## Begin DATA TO PROCESS

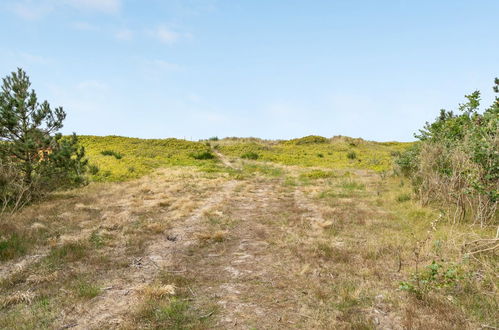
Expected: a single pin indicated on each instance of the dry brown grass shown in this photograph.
(325, 253)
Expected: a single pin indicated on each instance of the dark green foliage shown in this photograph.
(203, 155)
(311, 139)
(250, 155)
(30, 147)
(116, 155)
(456, 160)
(11, 247)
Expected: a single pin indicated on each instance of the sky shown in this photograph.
(273, 69)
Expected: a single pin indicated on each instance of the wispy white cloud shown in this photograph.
(167, 35)
(165, 65)
(84, 26)
(124, 34)
(32, 58)
(92, 85)
(105, 6)
(32, 10)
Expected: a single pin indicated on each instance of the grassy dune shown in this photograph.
(130, 158)
(194, 243)
(339, 152)
(137, 157)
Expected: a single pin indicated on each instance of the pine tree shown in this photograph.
(29, 137)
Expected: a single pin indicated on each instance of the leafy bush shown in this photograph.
(203, 155)
(250, 155)
(456, 161)
(351, 155)
(403, 198)
(116, 155)
(435, 276)
(141, 155)
(311, 139)
(318, 174)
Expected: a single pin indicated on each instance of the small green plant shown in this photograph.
(93, 169)
(71, 251)
(435, 276)
(203, 155)
(11, 247)
(116, 155)
(96, 239)
(403, 198)
(87, 290)
(250, 155)
(318, 174)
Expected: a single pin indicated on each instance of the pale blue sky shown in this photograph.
(271, 69)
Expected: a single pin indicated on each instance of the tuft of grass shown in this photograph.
(68, 252)
(318, 174)
(203, 155)
(250, 155)
(12, 246)
(352, 155)
(115, 154)
(142, 155)
(305, 151)
(86, 290)
(404, 197)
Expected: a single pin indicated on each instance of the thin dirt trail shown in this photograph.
(252, 277)
(121, 295)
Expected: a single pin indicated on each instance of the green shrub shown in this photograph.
(403, 198)
(116, 155)
(203, 155)
(12, 246)
(250, 155)
(311, 139)
(87, 290)
(456, 161)
(93, 169)
(318, 174)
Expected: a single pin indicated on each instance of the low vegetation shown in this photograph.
(115, 158)
(338, 152)
(308, 233)
(456, 161)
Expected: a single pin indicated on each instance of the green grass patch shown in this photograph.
(12, 246)
(305, 152)
(138, 157)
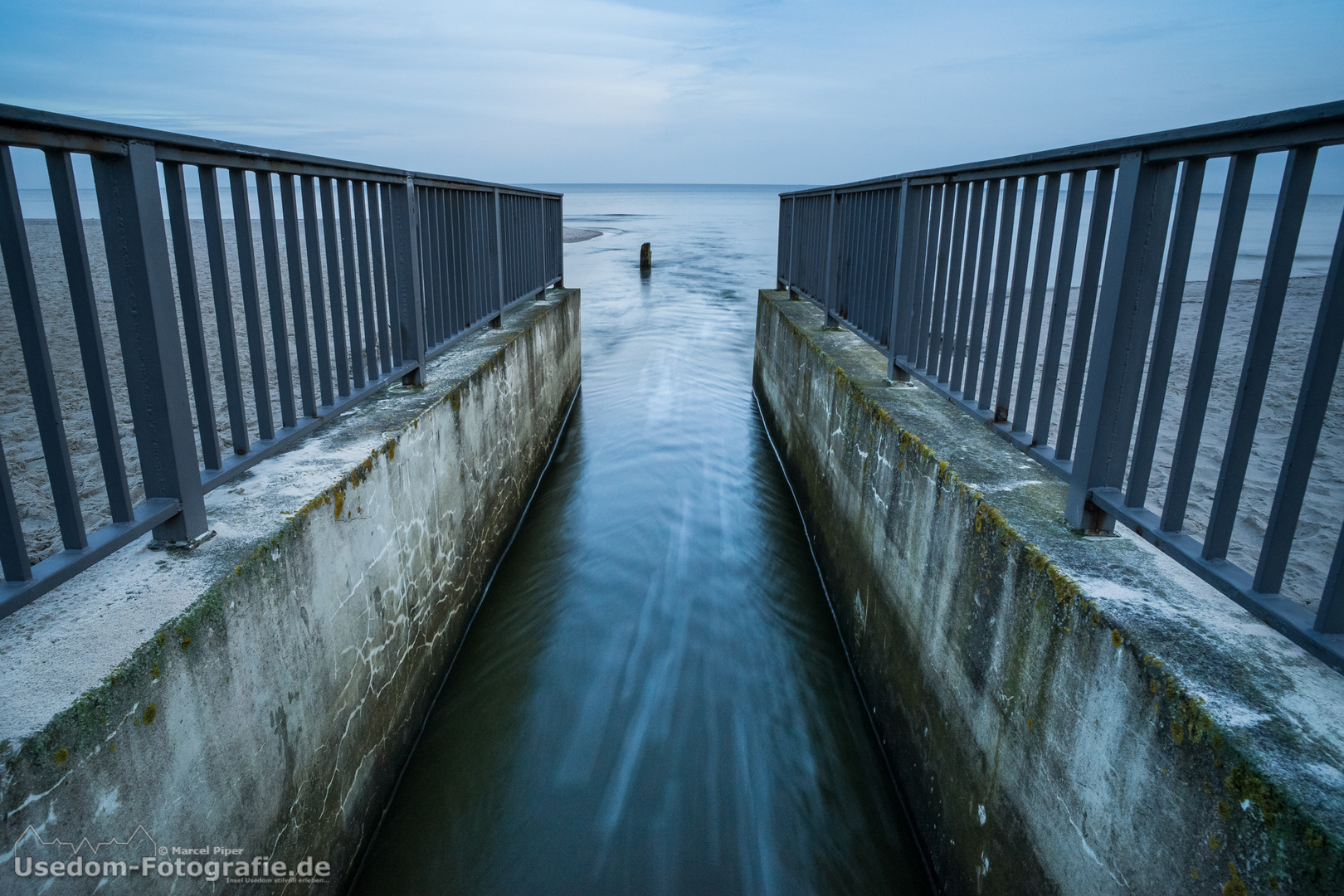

## End DATA TO PROCESS

WRITTEN PROBLEM: Copy all of the lines above word for word, but leave out the pictures.

WRITTEN ANSWER:
Expected: a single pin indicated on each instance of the dry brown grass shown in this photograph.
(325, 253)
Expected: a single pin indicated on each instance of the dark green foliage shown in this photograph.
(203, 155)
(311, 139)
(250, 155)
(30, 147)
(116, 155)
(456, 160)
(11, 247)
Expected: a single pin indicated on each instance of the sky shown in this photograph.
(273, 69)
Expected: a single pin indicated on each instance of the wispy white cloud shown in this photograph.
(167, 35)
(165, 65)
(84, 26)
(124, 34)
(32, 58)
(92, 85)
(105, 6)
(32, 10)
Expected: a single pin indicated on each instance of the grassy dune shown in this photograph.
(130, 158)
(194, 243)
(339, 152)
(137, 157)
Expected: a single pin indicated on each instance of the pine tree shown in this photograph.
(29, 137)
Expected: a single pin indicated on each instance of the leafy bush shown in this photograph.
(203, 155)
(250, 155)
(456, 161)
(351, 155)
(403, 198)
(116, 155)
(435, 276)
(141, 155)
(311, 139)
(318, 174)
Expected: a single pin indicated on each instance of the small green plant shown in this photograph.
(93, 169)
(71, 251)
(435, 276)
(203, 155)
(11, 247)
(116, 155)
(96, 239)
(403, 198)
(87, 290)
(250, 155)
(318, 174)
Expected: a single pin indicated on each instance of the pale blue sky shown in this photograph.
(271, 69)
Expected: a single pin indicated on each instance of the tuft of grass shown in this photograph.
(68, 252)
(318, 174)
(203, 155)
(250, 155)
(12, 246)
(352, 155)
(115, 154)
(142, 155)
(305, 151)
(86, 290)
(404, 197)
Expected: a single pin indicated on each instance of the thin dirt trail shown in this photograph.
(252, 277)
(121, 295)
Expected: a single pin indicated on each instance of the green shrub shown in this photograph.
(403, 198)
(116, 155)
(203, 155)
(12, 246)
(250, 155)
(311, 139)
(87, 290)
(456, 161)
(93, 169)
(318, 174)
Expected: a single pin indicated on each instance of the low vegetation shown in this photograph.
(115, 158)
(338, 152)
(308, 233)
(456, 161)
Expected: a single pin indicated on each instance of the green grass patch shown in this photograph.
(12, 246)
(305, 152)
(138, 157)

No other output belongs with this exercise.